**Задание A:**
Ответьте по отрывку на вопросы:
(i) В каком городе Трейн и Джимми играли в биг-бэнде в 1948 году?
(ii) В какие годы Джимми сидел в тюрьме?
(iii) Как назывался альбом, в котором Джимми играл в 1953 году?
**Задание B:**
Перепишите из отрывка фрагмент: начните с места, где стоят слова «В 1948 году», и остановитесь после слов «с нашим репертуаром.».

**Предложенный отрывок:**
───
В 1948 году Трейн с Джимми вместе играли в биг-бэнде в Филадельфии, а потом в тот же год перешли в оркестр Диззи. Так что они были давно знакомы. С 1955 по 1959 год Джимми сидел в тюрьме и на время совершенно выпал со сцены. Окончательно объявив о своем уходе, Трейн напомнил мне, что Джимми недавно вышел из тюряги и наверняка нуждается в ангажементе, к тому же он знаком с нашим репертуаром.
Но с 1953 года, когда Джимми играл в моем альбоме «Miles Davis All Stars», я шагнул в музыке далеко вперед и подумал, что ему будет сложно отказаться от любимого им бибопа. Но, с другой стороны, подумал я, время у нас пока есть и можно было бы дать Джимми шанс. Трейн всегда высоко ценил Джимми, да и я тоже. К тому же Джимми — клевый парень: весельчак и с хорошими мозгами.
───
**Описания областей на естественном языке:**
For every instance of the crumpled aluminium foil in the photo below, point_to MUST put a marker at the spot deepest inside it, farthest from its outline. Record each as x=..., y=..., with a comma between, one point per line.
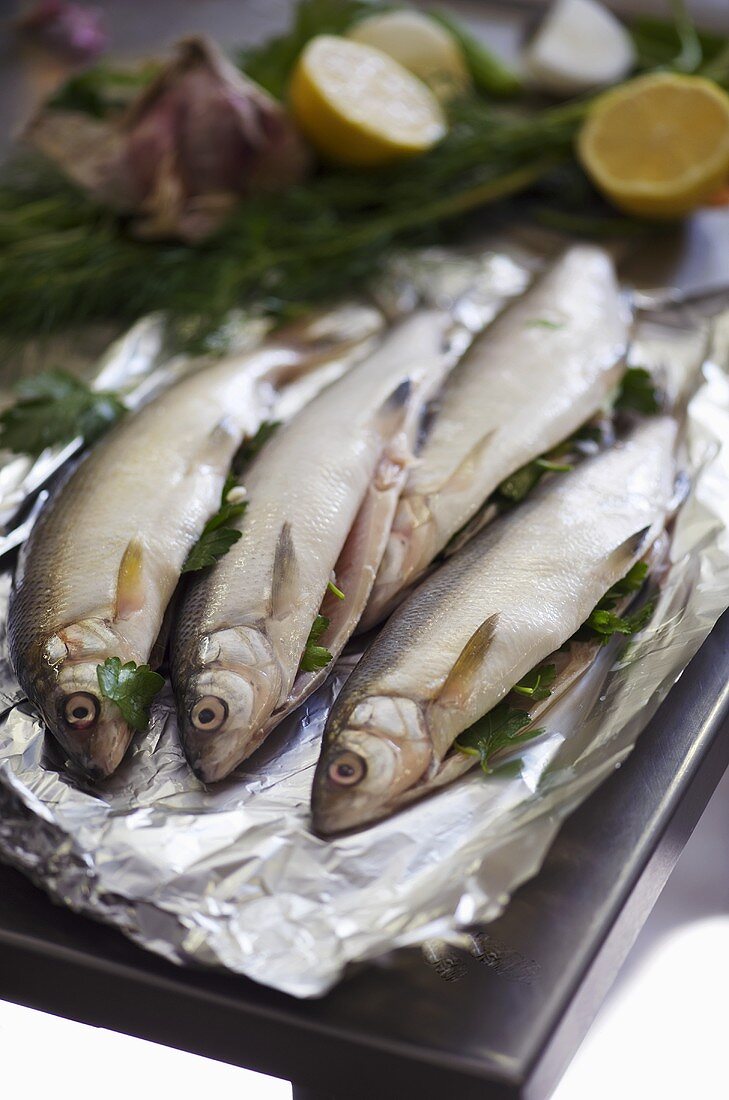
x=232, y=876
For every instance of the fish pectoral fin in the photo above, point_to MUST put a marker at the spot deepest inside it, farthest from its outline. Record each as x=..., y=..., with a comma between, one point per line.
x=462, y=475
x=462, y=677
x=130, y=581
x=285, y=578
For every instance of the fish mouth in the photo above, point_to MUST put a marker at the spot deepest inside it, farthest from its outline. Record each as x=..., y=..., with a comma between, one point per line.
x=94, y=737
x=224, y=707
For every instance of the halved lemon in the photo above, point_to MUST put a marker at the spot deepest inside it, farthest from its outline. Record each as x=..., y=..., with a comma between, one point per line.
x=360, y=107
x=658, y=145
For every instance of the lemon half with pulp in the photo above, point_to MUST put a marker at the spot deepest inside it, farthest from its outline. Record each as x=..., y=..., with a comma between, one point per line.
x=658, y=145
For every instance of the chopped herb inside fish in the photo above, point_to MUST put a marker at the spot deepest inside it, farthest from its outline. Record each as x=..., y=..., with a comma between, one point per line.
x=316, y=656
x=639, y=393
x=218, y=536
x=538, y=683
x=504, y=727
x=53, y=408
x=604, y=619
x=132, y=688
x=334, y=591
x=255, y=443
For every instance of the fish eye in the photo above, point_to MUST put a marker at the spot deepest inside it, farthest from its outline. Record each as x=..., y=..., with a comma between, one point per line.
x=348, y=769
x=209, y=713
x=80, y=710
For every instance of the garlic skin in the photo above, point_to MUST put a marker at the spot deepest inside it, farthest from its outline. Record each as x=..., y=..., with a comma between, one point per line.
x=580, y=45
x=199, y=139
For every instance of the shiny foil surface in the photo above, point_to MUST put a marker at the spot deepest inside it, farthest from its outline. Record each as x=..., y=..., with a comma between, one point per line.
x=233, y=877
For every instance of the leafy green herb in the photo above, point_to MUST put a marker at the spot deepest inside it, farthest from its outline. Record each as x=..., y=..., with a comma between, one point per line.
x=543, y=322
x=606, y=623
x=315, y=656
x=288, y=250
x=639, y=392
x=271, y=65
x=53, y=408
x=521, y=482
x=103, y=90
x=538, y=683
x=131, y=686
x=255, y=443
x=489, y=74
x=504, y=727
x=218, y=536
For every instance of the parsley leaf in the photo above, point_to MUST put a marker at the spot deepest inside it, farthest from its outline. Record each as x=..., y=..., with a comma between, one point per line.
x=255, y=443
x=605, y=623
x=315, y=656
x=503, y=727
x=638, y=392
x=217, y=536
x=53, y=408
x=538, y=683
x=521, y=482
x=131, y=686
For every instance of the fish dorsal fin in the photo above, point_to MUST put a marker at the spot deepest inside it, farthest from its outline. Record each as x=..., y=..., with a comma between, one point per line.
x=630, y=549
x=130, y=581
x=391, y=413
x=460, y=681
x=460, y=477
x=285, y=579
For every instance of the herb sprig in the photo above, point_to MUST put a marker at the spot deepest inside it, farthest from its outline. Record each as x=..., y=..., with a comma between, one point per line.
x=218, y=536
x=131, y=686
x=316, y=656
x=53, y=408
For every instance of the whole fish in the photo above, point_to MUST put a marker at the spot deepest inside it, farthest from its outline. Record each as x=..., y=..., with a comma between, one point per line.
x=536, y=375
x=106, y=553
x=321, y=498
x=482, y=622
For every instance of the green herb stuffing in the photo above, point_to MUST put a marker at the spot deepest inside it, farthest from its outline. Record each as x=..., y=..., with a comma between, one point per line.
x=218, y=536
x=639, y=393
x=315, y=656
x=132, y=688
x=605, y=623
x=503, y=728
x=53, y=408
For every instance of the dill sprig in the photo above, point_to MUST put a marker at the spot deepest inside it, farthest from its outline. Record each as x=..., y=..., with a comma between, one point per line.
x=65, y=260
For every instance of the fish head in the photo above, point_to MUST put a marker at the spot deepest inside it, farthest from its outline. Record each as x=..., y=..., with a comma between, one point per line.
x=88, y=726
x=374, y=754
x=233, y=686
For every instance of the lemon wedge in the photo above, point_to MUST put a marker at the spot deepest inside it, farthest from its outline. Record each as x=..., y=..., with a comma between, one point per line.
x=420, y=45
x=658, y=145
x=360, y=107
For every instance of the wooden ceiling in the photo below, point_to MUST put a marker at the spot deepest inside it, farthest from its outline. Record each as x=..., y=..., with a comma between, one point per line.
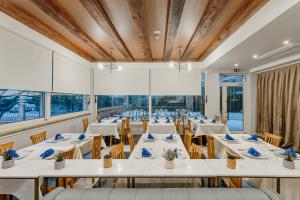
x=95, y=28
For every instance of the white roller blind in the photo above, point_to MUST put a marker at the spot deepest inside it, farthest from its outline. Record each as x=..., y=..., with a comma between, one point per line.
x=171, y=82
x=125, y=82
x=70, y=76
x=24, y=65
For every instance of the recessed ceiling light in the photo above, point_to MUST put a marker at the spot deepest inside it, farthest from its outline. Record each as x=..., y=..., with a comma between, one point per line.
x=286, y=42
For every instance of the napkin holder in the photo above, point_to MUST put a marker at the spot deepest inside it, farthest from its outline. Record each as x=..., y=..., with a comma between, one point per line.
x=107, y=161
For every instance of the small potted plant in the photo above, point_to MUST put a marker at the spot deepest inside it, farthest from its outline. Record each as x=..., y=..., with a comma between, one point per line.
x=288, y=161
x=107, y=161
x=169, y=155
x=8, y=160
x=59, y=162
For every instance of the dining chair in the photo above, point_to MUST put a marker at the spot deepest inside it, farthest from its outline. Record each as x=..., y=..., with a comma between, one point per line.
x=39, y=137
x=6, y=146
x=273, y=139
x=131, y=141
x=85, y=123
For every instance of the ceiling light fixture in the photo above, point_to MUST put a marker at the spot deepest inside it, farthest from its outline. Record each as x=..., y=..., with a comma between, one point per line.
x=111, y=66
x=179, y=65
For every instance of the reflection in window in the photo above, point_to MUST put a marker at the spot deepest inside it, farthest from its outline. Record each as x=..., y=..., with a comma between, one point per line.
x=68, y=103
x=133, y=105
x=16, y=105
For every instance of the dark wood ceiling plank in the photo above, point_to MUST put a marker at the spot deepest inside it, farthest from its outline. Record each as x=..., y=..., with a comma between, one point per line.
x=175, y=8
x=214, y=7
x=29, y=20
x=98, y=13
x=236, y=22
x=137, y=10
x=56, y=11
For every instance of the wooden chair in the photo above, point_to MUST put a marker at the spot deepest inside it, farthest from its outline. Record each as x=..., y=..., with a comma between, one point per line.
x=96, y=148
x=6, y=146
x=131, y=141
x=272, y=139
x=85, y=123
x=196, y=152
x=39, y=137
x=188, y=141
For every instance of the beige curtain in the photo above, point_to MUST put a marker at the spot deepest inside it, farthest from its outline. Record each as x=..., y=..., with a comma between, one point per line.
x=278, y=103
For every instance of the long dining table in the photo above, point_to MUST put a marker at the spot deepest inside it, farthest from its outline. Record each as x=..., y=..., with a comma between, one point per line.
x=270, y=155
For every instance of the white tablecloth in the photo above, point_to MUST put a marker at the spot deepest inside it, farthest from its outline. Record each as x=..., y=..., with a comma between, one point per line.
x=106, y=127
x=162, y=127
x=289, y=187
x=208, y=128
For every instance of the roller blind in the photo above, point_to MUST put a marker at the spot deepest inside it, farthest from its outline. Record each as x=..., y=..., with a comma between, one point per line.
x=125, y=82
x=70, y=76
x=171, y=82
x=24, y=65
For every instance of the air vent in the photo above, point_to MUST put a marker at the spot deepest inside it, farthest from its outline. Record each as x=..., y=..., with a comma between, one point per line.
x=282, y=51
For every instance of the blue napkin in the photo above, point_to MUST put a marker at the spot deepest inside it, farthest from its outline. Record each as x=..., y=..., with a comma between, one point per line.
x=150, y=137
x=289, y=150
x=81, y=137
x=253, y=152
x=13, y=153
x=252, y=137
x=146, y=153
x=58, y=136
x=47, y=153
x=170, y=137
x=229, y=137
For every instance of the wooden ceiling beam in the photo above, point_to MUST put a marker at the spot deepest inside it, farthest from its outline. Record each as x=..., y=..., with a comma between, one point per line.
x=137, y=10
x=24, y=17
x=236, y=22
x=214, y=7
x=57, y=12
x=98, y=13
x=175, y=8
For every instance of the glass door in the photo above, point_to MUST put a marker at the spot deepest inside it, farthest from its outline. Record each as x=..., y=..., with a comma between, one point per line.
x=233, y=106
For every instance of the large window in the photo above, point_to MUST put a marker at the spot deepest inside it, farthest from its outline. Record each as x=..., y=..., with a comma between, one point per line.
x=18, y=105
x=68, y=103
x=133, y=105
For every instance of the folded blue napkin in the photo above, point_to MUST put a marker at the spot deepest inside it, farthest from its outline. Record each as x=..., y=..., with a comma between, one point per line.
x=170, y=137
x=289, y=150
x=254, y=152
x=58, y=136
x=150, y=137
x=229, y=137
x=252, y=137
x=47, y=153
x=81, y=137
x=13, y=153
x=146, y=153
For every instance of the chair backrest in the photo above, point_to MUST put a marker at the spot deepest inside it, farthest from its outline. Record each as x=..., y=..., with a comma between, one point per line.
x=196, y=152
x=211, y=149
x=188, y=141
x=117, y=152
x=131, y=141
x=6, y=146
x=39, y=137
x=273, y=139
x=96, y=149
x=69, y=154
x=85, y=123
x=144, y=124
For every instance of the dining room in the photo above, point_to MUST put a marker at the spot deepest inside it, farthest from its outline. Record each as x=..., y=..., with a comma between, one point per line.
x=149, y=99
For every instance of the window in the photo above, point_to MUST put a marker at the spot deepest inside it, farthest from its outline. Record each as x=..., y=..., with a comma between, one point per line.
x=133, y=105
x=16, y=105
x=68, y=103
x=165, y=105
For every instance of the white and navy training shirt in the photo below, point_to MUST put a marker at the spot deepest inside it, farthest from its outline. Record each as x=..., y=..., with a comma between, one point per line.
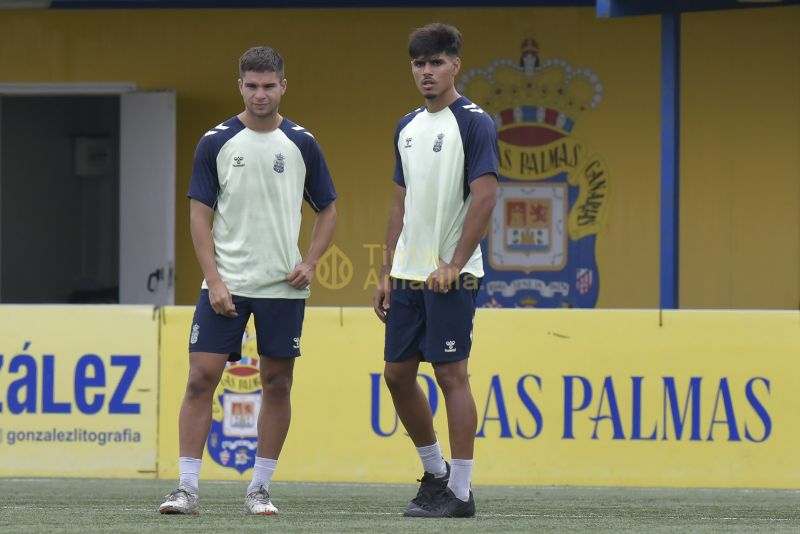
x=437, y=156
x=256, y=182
───
**Ответ к заданию A:**
(i) В Филадельфии.
(ii) С 1955 по 1959 год.
(iii) «Miles Davis All Stars».

**Ответ к заданию B:**
В 1948 году Трейн с Джимми вместе играли в биг-бэнде в Филадельфии, а потом в тот же год перешли в оркестр Диззи. Так что они были давно знакомы. С 1955 по 1959 год Джимми сидел в тюрьме и на время совершенно выпал со сцены. Окончательно объявив о своем уходе, Трейн напомнил мне, что Джимми недавно вышел из тюряги и наверняка нуждается в ангажементе, к тому же он знаком с нашим репертуаром.